▶ _INSTRUCTIONS TO FOLLOW_:
Exact transcription of the data below is required, without the images.

▶ _DATA TO USE_:
-=-=-
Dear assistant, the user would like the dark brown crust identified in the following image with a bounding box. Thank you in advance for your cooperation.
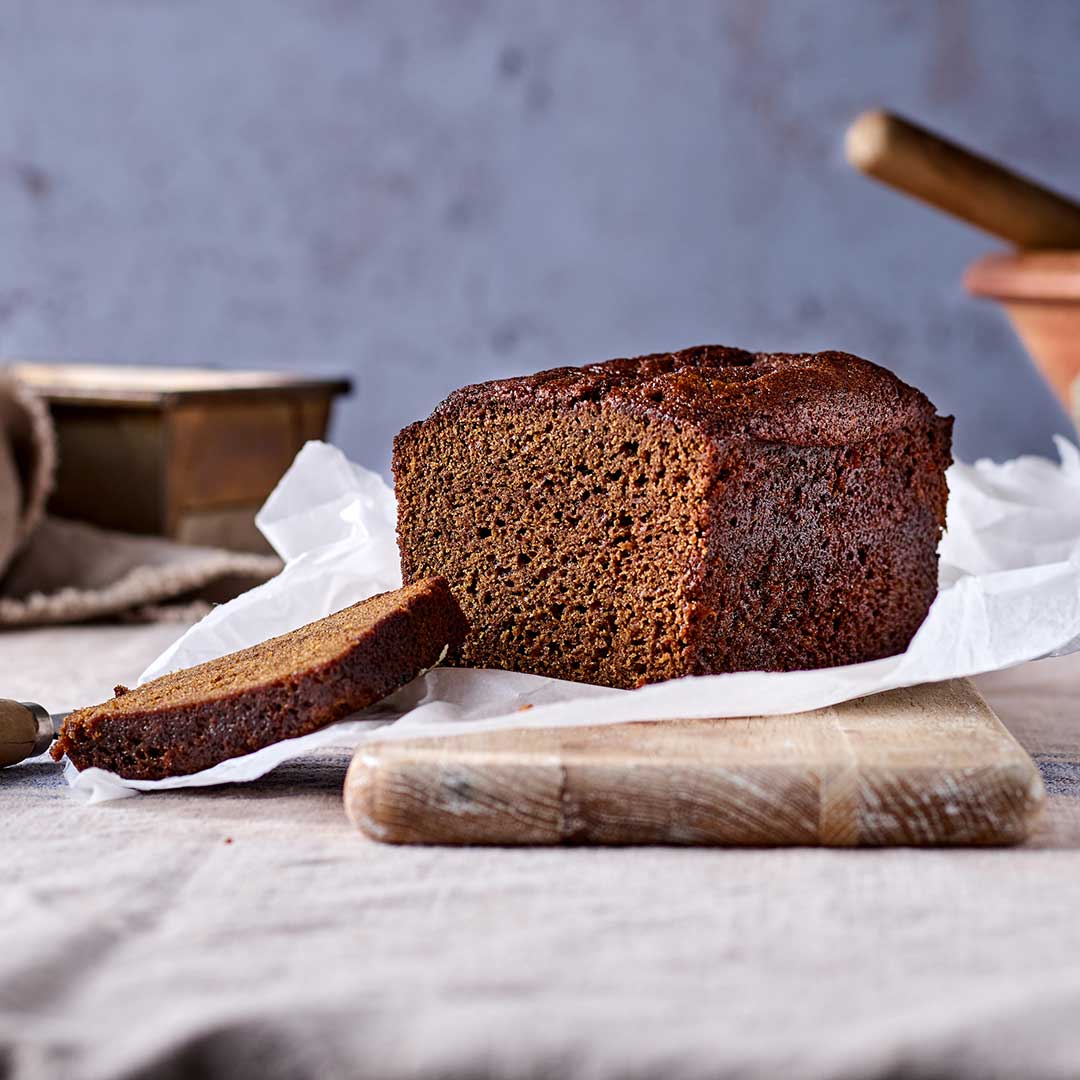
[393,346,952,688]
[51,578,468,780]
[688,415,952,674]
[423,345,933,447]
-=-=-
▶ _RESPONSE AREA_:
Dear assistant, the user would like the dark brown crust identified in the following image with a bounding box. Thank you in advance for your cooperation.
[393,346,952,688]
[51,578,468,780]
[688,415,952,674]
[423,345,933,447]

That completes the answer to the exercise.